Data provided START

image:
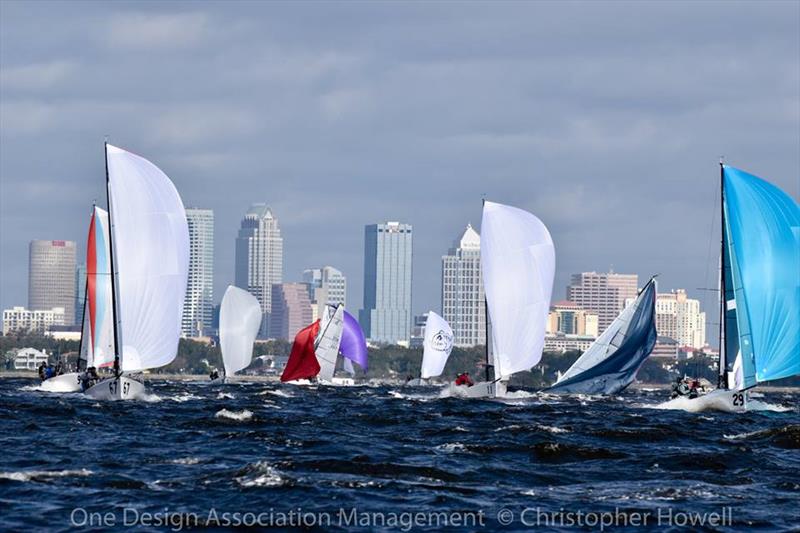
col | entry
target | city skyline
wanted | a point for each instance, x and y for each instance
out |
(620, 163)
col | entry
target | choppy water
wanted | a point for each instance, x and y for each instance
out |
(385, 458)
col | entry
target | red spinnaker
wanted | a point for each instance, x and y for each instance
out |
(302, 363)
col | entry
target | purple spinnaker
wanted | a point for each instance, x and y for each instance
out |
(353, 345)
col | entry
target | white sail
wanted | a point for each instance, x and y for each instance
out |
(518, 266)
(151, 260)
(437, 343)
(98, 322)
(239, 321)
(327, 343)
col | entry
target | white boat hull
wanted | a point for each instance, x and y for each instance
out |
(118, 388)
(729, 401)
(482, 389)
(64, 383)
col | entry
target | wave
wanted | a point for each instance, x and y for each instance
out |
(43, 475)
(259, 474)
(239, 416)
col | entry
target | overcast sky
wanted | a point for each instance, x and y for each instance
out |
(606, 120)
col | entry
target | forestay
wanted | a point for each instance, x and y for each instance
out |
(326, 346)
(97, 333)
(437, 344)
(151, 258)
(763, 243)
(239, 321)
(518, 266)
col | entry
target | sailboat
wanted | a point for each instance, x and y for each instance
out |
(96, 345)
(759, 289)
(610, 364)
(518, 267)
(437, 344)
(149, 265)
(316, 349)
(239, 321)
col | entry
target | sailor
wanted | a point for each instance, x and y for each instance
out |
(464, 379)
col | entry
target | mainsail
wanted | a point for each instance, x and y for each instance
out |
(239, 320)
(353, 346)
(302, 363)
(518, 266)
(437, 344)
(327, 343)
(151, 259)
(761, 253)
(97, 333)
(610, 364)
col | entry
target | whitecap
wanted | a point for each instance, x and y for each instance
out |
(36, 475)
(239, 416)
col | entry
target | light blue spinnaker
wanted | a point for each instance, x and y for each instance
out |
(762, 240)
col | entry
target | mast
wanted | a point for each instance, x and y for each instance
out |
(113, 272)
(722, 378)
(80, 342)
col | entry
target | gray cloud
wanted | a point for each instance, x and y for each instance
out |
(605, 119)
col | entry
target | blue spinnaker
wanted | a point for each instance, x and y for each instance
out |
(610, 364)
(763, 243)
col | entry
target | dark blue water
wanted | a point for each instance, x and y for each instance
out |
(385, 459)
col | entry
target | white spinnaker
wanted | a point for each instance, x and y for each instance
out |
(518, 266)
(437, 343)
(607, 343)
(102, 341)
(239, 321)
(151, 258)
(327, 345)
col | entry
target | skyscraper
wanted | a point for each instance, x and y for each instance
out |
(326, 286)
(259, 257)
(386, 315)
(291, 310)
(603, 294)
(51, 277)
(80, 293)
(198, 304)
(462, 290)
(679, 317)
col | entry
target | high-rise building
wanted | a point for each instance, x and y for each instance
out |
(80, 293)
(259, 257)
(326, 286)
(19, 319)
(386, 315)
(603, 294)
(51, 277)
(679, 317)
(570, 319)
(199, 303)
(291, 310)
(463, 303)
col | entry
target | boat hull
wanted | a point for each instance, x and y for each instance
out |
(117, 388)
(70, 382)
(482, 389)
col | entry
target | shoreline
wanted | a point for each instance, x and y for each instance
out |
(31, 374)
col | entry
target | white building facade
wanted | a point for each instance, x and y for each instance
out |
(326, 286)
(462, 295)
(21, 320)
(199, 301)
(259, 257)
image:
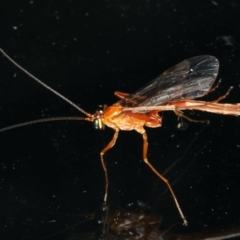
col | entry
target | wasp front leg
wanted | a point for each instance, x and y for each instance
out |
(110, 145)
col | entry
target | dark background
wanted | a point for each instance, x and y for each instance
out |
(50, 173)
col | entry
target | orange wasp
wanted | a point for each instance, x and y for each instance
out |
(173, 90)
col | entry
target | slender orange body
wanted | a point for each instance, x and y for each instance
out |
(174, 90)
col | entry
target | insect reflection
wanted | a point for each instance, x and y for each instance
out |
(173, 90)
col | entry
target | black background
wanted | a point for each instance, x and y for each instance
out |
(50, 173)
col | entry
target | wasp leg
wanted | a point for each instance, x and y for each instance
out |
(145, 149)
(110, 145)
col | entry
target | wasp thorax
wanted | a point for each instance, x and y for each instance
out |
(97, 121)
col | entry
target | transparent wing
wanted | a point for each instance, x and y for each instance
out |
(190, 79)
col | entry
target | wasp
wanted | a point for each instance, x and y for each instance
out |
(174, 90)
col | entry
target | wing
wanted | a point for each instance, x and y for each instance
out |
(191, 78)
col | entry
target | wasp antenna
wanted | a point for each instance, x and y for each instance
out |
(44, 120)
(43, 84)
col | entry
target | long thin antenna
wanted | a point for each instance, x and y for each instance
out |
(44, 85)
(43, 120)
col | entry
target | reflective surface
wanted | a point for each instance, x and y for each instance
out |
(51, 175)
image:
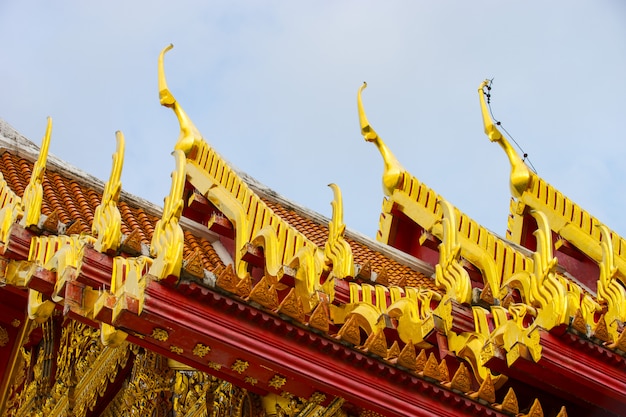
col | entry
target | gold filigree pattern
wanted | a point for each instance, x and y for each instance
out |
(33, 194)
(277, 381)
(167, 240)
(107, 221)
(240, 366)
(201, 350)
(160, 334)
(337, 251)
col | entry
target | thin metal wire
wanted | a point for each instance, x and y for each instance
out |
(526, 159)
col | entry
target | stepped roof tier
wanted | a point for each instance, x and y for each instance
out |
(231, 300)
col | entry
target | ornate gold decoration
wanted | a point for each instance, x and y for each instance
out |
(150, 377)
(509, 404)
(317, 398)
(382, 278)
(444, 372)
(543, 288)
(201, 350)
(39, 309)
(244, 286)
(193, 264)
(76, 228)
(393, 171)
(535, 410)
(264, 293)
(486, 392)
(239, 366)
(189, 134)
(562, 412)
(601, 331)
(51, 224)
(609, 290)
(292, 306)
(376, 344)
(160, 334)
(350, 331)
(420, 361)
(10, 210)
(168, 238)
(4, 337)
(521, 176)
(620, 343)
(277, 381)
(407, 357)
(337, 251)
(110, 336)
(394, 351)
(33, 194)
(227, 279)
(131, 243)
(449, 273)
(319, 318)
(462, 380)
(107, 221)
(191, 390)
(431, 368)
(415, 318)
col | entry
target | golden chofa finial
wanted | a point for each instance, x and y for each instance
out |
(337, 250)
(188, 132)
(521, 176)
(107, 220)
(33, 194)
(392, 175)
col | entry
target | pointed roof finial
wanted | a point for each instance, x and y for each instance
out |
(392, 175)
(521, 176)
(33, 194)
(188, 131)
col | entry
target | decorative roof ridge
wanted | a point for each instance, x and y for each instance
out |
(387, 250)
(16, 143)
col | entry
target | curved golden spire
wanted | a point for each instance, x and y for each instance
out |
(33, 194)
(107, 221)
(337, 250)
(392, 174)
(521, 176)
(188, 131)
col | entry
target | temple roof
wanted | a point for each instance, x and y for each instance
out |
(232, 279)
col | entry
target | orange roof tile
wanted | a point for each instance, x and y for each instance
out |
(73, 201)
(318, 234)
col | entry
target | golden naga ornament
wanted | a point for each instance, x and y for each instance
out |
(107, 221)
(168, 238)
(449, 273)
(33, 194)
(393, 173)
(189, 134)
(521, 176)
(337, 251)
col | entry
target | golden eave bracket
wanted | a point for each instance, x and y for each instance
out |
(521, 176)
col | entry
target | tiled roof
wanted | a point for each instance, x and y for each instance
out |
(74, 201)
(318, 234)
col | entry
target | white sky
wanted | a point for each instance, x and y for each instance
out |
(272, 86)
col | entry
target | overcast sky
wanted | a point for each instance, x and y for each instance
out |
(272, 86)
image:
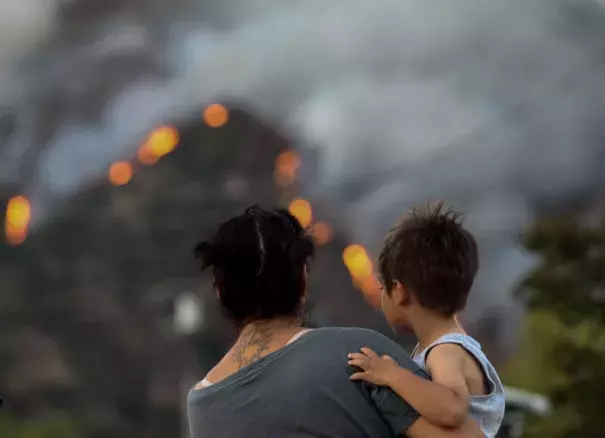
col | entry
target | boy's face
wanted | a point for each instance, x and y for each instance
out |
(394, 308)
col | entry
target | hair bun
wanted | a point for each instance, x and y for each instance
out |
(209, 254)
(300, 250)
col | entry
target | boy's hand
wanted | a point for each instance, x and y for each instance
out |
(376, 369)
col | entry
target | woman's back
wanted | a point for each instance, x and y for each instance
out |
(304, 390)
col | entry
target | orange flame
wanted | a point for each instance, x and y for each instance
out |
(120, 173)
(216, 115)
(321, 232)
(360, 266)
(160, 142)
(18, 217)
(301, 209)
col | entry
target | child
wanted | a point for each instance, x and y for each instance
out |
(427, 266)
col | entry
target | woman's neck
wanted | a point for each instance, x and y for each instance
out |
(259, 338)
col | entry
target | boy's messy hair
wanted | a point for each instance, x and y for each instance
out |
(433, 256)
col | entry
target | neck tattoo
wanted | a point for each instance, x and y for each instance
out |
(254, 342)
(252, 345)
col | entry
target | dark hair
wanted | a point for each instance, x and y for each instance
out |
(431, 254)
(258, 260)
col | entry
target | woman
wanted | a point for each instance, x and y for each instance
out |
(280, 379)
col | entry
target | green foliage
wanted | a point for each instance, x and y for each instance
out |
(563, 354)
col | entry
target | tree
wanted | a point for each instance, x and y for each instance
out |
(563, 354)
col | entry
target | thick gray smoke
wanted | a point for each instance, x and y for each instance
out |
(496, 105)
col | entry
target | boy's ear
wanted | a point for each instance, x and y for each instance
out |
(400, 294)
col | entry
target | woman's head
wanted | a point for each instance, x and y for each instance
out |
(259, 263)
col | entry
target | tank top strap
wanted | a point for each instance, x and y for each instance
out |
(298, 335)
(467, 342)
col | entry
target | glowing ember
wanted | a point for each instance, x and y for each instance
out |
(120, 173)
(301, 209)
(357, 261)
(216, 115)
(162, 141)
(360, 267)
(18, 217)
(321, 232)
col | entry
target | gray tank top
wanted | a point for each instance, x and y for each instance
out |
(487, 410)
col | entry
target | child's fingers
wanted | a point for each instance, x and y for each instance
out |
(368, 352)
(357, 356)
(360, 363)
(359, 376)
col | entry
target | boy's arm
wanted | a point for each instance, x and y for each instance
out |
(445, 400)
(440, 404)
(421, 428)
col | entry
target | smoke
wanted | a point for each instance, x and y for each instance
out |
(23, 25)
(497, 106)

Data provided END

◆ Exercise objective
Say how many lines in the entries contain the string "dark". Nothing else belongs in the reply.

◆ Result for this task
3